> [作業内容]: 下の提示文で「」に囲まれている語句を、出てくる順にすべて書き出してください。

> [提示文]:
私はオンライン対戦ゲームはあまりやりませんが、友人とボイスチャットをやりながらであれば楽しめそうです。
孤独にオンライン対戦してもムカつくだけでしょう。
オンライン要素としてのFOB
ゲームを進めて行くとFOBと呼ばれる前線基地を建設できるようになります。
多くのFOBを作ろうとすると、ここでも課金しろと言われます。
無課金でも1つはFOBを作れますので、遊ぶ事が出来ます。
このFOB関係がホント複雑で、良く解らない説明で始まるので「は?」となります。
いきなりFOBという言葉が出てきて、何か良く解らない説明が始まります。
FOBを作るというのは、簡単に言うとオンライン上にもう1つ基地を作るという事です。
オンライン上に作れる自分の基地で、公開されますので他人から侵入されます。
自分も他人のFOBに侵入できます。
侵入されると資源や人材が奪われますので、どう防衛するかを設定していきます。
防衛は、簡易警備設定で一番高くしておきましょう。
ゲーム内のお金(GMP)が掛かるような表示になっていますが、侵入された時にしかお金が減りません。
武器開発で青文字の「警備班装備可能」なものを開発しておき、詳細設定で「遠距離」「殺傷」に設定するのがオススメです。
自由にカメラや地雷などを設置出来ますが、面倒なので厳重警備個所を設定するだけで良いと思います。
集めた人員や資源を誰かに奪われるので、FOBはやりたくないと思う方も多いと思います。

> [データ一覧]:

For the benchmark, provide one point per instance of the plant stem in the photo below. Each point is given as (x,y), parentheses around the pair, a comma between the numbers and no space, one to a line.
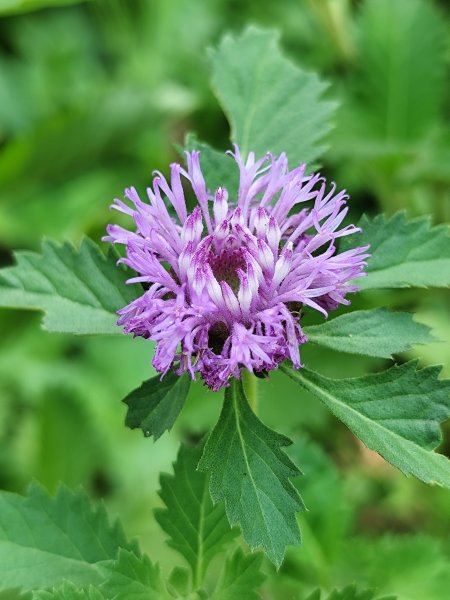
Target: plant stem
(250,383)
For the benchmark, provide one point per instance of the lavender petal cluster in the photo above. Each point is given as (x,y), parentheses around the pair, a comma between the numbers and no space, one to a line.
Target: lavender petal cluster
(226,284)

> [作業の結果]:
は?
警備班装備可能
遠距離
殺傷